▶ [Written request] Reproduce verbatim the part of the gesture recognition passage below between "Iii Proposed System" and "gesture recognition algorithm.", inclusive.
>> Start Selected passage
Static gestures are usually recognized by various hand-crafted features and rule-based algorithms [boehme1997neural, hu2003visual, hasanuzzaman2004real, nickel20043d, li2011hand, kurakin2012real, shotton2013real, ren2013robust, burke2015pantomimic, liu2016real], and dynamic gestures are typically recognized by state-space models [iba1999architecture, nickel20043d, kurakin2012real]. A neural-networks-based method is used in [waldherr1998neural] for image interpretation, predicting the angles of the arm from an image segment. We focus on static gesture recognition and the recognition results of multiple frames are summarized together to robustly generate a command. Our recognition algorithm is rule-based and is not data-driven.
Iii Proposed System
In this paper we propose a monocular gesture-based piloting system for aerial robots. The overview of the whole system is shown in Fig. 1. We focus on the command design and gesture recognition module, and in the following, we will first describe the design of our commands, followed by the detailed procedure of the gesture recognition algorithm.
>> End Selected passage
>> Start Given material
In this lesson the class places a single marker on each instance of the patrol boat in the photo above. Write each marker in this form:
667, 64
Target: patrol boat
>> End Given material
▶ [Worked solution]
Iii Proposed System
In this paper we propose a monocular gesture-based piloting system for aerial robots. The overview of the whole system is shown in Fig. 1. We focus on the command design and gesture recognition module, and in the following, we will first describe the design of our commands, followed by the detailed procedure of the gesture recognition algorithm.